A fracturing fluid is a heterogeneous complex mixture with a volume of up to thousand cubic meters. It is a technical product prepared at the drilling place prior to its application. One fracturing fluid is applied for one drilling event. In this study, five fracturing fluids were investigated in detail. These fracturing fluids contain chemicals in a water-bauxite-suspension which are considered as components of a mixture here. They were designed by ExxonMobil Production Deutschland GmbH for application in northwest Germany. The fracturing fluids are called Buchhorst T12, Cappeln Z3a, Damme 3, Bötersen Z11-Biocide and Bötersen Z11-UV. For simplification, only the names, not the numbers are used throughout the manuscript. Their composition was provided by the applicant as far as available, comprising chemical names and CAS registry numbers (CAS RN) of the fluid components as well as their concentrations applied in the fluid. This information is summarized in Annex I available as supplementary material.

Identity of chemical components

Altogether, 84 components (partly identical) were named, but chemical identity was not unambiguous for all of them. In this study, chemical identity was assumed to be unambiguous when the chemical structure was mirrored by the chemical name and the CAS RN. This was the case for 62 of the components. In four cases neither the chemical name nor the CAS RN was mentioned in the chemical data sheet of the producer; thus these components were not included. 12 components provided without CAS RN and ambiguous chemical names or group names such as polysaccharide derivative or ampholytic alkyl amine were excluded from further consideration as well. For six other components without CAS RN, a representative structure was deducible by the chemical name and thus included in the evaluation. For example, different ethoxylated linear alcohols were defined as ethoxylated C9-C11 alcohols with the CAS RN 68439-46-3 in this study. In another case, the amount of a preliminary binary product was not correctly assigned, and thus the concentration was attributed to the more toxic substance and handled as one component. Finally, 68 out of 84 components were considered in the toxicity evaluation of the five investigated fracturing fluids.

INFORMATION PROVIDED »

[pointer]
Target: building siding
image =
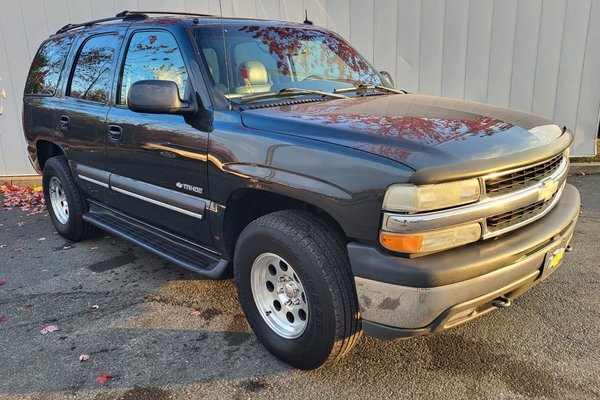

TASK INSTRUCTIONS »
[1] According to the passage on fracturing fluids, how many of the 84 named components were included in the toxicity evaluation?
[2] Pick up the passage on fracturing fluids after its final sentence and continue it.

OUTPUTS IN ORDER »
[1] 68 of the 84 components.

[2]
Ecotoxicological effect data

Experimental ecotoxicological effect data were retrieved from the ECOTOX database (US EPA 2007) and supplemented by IUCLID information from the ESIS platform (European Union 1995–2012). Additionally, available measured data from the ECOSAR software (US EPA 2011b) was considered in some cases. Substances were identified in the databases by their CAS RN. A basic data set was collected comprising effect concentrations for three aquatic organisms, namely fish, daphnia and algae as well as for both, acute and chronic toxicity for each organism (Annex II, supplementary material). In this work, for fish and daphnia acute toxicity means short-term exposure (up to 4 days for fish and 1–3 days for daphnia, respectively) and chronic toxicity stands for long-term exposure. In contrast, for algae acute toxicity is defined as the effect concentration, which inhibits 50 % of the population growth (EC50), while chronic toxicity refers to the concentration without a significant (NOEC) or with a low effect (LOEC, EC10). Search criteria were set to retrieve data from assays performed in accordance with the OECD guidelines 201–204 and 211 considering (1) species group and/or organism, (2) effect level, (3) endpoint, (4) exposure duration and (5) the unit of concentration. These search criteria were organized in flowcharts (Annex III, supplementary material). They were used to filter the entries of the public databases to derive a basic data set as consistent and comprehensive as possible. The lowest value meeting the defined criteria for each of the six effect parameters was taken as entry in the basic data set. Data, not fulfilling these criteria, were not included in the basic data set. More details are presented in Schmitt-Jansen et al. (2012).

Quantitative structure–activity relationships (QSAR) were used with the aim of filling data gaps for those substances, for which no experimental ecotoxicity data were available. For organic fluid components with the logarithmic octanol–water partition coefficient between one and six, baseline toxicity was estimated using QSARs implemented in the ECOSAR software (US EPA 2011b). Hence, in addition to experimental values for three substances effect values were predicted. Predictions may comprise fish, daphnia and algae toxicity in short-term exposure (96, 48, 96 h, respectively) as well as for chronic values and are included in the basic data set (Annex II, supplementary material). Baseline toxicity may underestimate the ecotoxicological effects for these substances due to potential non-narcotic mode of actions indicated by their toxic ratios.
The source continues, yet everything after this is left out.